* **Excerpt**:
※ ※ ※

Premise
Skin color is determined by a complex interplay between light and skin constituents like hemoglobin and melanin. While skin color is often assessed subjectively, subjective approaches are subject to bias and do not provide quantitative measures of skin constituent properites. Objective measurements of skin include diffuse reflectance spectroscopy and colorimetry and have the potential to overcome the limitations fo subjective measures. However the tools available for objective skin color assessment are often tools built for industrial applications and repurposed for skin, and therefore are costly, bulky, and effectively inaccessible for widespread clinical use.
Furthermore, the connection between objectively-determined skin measurements and skin properties poses a challenge of interpretability. For example a colorimeter or spectrophotometer may be used to determined a reflectance spectrum or LAB colorspace coordinates for a given area of skin, and while parameters like the individual typology angle (ITA) or melanin index (MI) can be calculated from these objective measures and are often used as surrogates for skin melanin content, a change in skin blood content can shift these calculated parameters (even while melanin remains constant). Thus current measurements that are established objective surrogates for melanin are confounded by tissue blood volume.

※ ※ ※

* **Dataset excerpts**:
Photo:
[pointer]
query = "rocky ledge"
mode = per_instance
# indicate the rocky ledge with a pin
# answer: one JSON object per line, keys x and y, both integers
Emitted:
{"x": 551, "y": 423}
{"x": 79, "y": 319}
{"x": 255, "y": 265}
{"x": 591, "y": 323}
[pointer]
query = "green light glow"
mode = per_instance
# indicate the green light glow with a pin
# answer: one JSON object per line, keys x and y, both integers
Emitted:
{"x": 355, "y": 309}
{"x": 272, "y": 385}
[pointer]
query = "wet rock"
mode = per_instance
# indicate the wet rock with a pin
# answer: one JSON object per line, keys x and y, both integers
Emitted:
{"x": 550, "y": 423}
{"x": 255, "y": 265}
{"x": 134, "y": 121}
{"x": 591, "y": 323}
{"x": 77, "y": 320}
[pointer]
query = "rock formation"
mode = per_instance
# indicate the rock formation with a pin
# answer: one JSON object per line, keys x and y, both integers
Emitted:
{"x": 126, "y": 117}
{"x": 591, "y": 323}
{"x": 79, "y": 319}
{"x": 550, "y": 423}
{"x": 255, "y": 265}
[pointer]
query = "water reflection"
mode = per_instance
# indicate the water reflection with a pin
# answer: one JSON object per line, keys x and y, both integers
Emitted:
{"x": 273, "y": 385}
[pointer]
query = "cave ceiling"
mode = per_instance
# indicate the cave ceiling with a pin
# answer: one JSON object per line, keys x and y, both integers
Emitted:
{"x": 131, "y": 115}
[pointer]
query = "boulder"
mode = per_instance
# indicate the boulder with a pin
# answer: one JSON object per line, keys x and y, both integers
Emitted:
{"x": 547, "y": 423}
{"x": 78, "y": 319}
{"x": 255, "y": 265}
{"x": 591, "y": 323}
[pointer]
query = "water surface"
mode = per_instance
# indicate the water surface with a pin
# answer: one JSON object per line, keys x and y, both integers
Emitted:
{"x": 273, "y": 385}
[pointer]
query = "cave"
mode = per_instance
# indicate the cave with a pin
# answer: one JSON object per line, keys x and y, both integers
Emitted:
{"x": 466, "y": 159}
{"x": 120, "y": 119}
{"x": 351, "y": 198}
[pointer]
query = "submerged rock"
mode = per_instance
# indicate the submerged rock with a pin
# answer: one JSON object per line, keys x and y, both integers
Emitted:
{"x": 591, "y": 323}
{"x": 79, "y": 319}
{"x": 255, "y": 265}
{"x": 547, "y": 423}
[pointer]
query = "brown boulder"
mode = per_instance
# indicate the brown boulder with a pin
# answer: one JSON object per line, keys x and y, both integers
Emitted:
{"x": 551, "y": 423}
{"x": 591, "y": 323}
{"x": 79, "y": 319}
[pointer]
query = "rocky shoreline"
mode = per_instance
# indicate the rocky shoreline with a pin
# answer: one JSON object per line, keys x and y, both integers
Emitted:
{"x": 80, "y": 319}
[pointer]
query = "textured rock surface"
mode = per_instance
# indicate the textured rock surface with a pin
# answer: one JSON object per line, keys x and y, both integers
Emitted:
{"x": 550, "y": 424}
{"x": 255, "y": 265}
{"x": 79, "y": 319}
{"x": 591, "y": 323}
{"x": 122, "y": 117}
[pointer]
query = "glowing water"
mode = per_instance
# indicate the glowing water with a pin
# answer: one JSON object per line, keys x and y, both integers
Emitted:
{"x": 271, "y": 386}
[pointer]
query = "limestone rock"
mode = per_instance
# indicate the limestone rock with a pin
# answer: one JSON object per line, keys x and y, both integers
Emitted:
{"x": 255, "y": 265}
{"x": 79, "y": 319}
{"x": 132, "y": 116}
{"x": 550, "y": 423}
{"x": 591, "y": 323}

※ ※ ※

* **Work to complete**:
1. In the premise, change the part that opens with the words "Furthermore, the connection" and closes with "tissue blood volume." so that "colorimeter" becomes "chromameter".
2. Answer these questions from the premise on skin color.
(a) Which two skin constituents are named as interacting with light to determine skin color?
(b) Which two objective measurements of skin are listed?
(c) What change can shift the individual typology angle or melanin index even while melanin remains constant?
3. Proceed with the premise on skin color measurement from its last sentence.

* **Expected results**:
1.
Furthermore, the connection between objectively-determined skin measurements and skin properties poses a challenge of interpretability. For example a chromameter or spectrophotometer may be used to determined a reflectance spectrum or LAB colorspace coordinates for a given area of skin, and while parameters like the individual typology angle (ITA) or melanin index (MI) can be calculated from these objective measures and are often used as surrogates for skin melanin content, a change in skin blood content can shift these calculated parameters (even while melanin remains constant). Thus current measurements that are established objective surrogates for melanin are confounded by tissue blood volume.

2.
(a) Hemoglobin and melanin.
(b) Diffuse reflectance spectroscopy and colorimetry.
(c) A change in skin blood content.

3.
We seek to address this problems through several avenues. First we have utilized physics-based models of light-tissue interaction to determine the causal connection between skin constituents (melanin and hemoglobin content) and colorimetric measurements (reflectance curves and LAB color space). This allows us to mathematically predict how reflectance spectra and LAB color space coordinates will shift in the face of constant pigmentation and varying blood volume and vice versa, and these insights can be used to derive improved approaches to extracting measures of melanin that are decoupled from blood volume.
In addition, we are exploring alternative aproaches included laser-stimulated thermal imaging and photography-based approaches to skin color assessment. Specifically, we have developed a skin-specific color calibration target that is compatible with the 10x epilumination cross-polarized clinical dermatoscope and can be used to achieve accurate assessment of the LAB color space coordinates of skin through photography alone.